Data for the task:
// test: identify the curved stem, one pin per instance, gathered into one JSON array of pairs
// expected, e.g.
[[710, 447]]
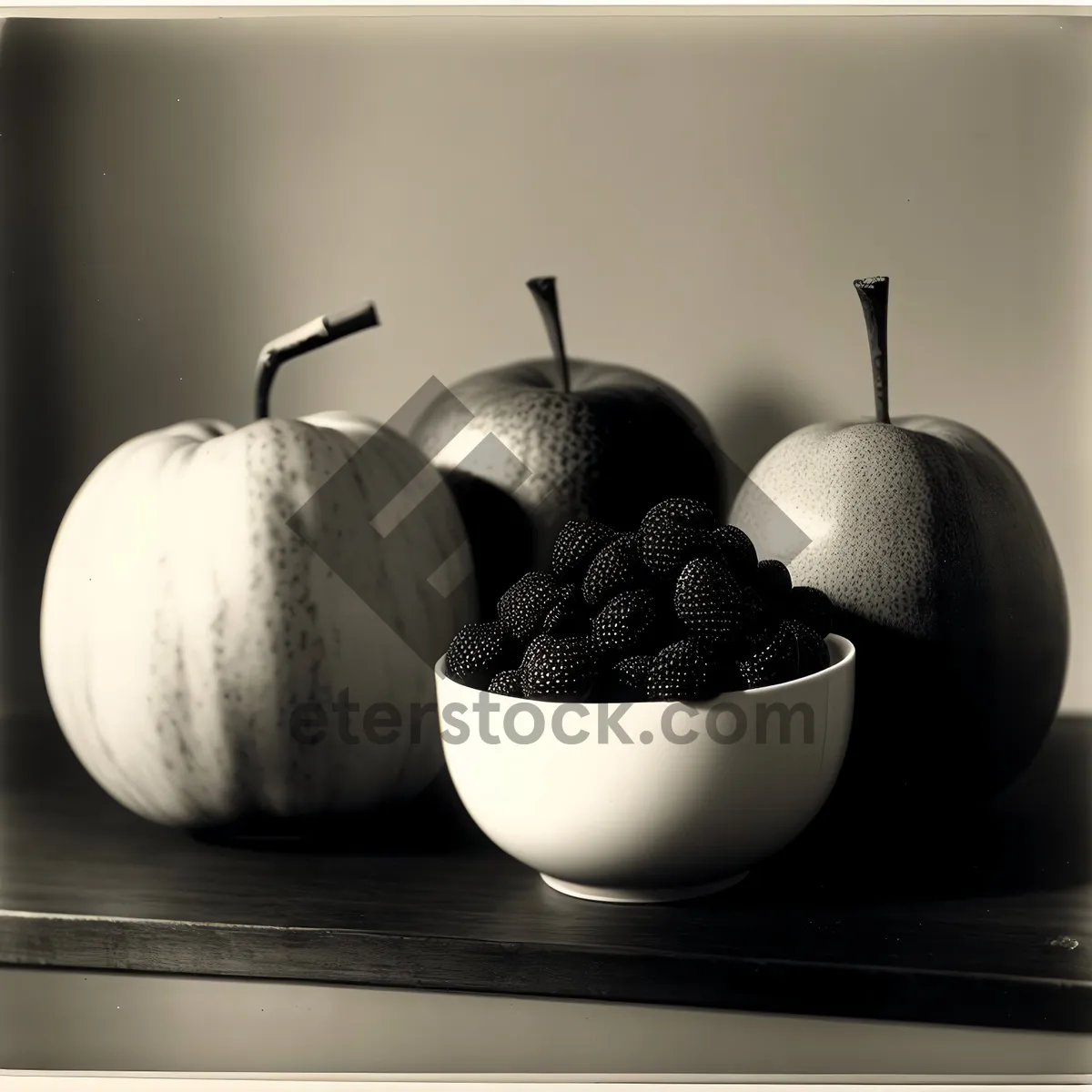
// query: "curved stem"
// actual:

Problem:
Please retype every one of the rows above line for line, leaving out the pictures.

Answer to this task:
// test: identify the curved stem, one pin per instance, gathered into one JSON array of pairs
// expected, e.g.
[[710, 447]]
// query: "curved stem"
// actual:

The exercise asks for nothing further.